(To do):
In the passage on life as a train, what does the writer use as a "human GPS" to check progress?

I see Life like a train, always carrying me somewhere. Where it goes depends on me. I choose my destination deliberately by focusing on that which I desire, and carelessly or unconsciously by worrying, which is simply meditation on unwanted things. If I know I want success, joy, peace, and abundance, I use my will to focus my attention on those aspects of creation, I strengthen my power of focus through the practice of meditation and yoga, and by eating well, mostly steering clear of highly processed or sugary food. I check my progress regularly using my human GPS...my emotions. When I am on the right track life feels heavenly. If it feels hellish I have probably been derailed by fear or judgement. Like when my rent went up, I became fearful that I would not be able to afford the new rate, and maybe a little angry at my landlord for laying this stress on me. For a short time I focused on that fear and judgement, and when I did...BAM., "lifed." I got back on track by shifting my focus into high gear toward my ongoing goal of increased abundance. The effort that paid off quickly by leading me back into peace of mind and a more positive attitude that allowed me to appreciate the situation as an opportunity for growth instead of the negative perspective that I was a victim.

(Listed records):
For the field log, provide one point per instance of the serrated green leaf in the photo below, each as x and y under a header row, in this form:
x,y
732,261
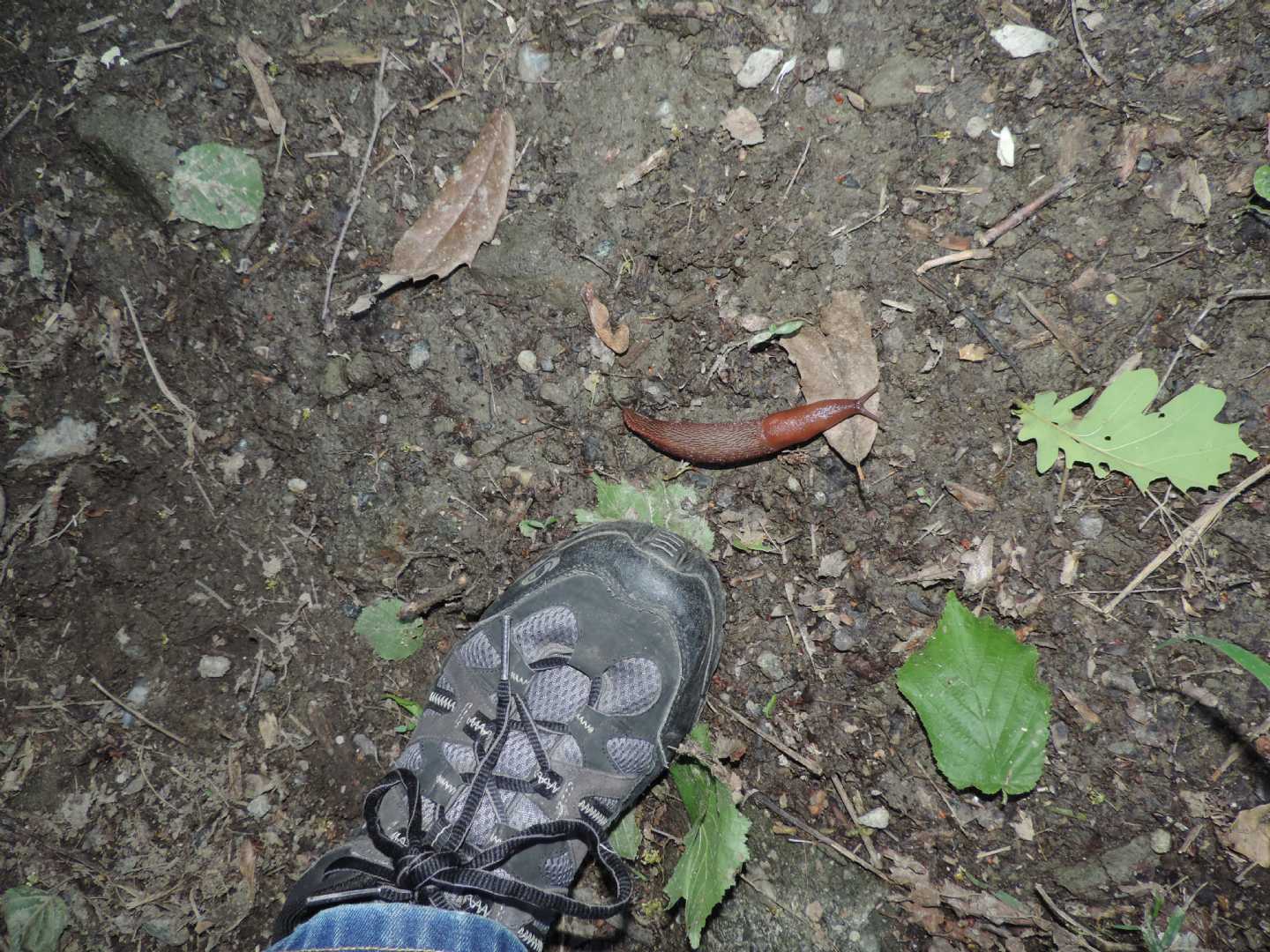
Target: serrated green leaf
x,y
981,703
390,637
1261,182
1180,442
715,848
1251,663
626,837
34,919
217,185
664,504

(Answer box):
The writer's emotions.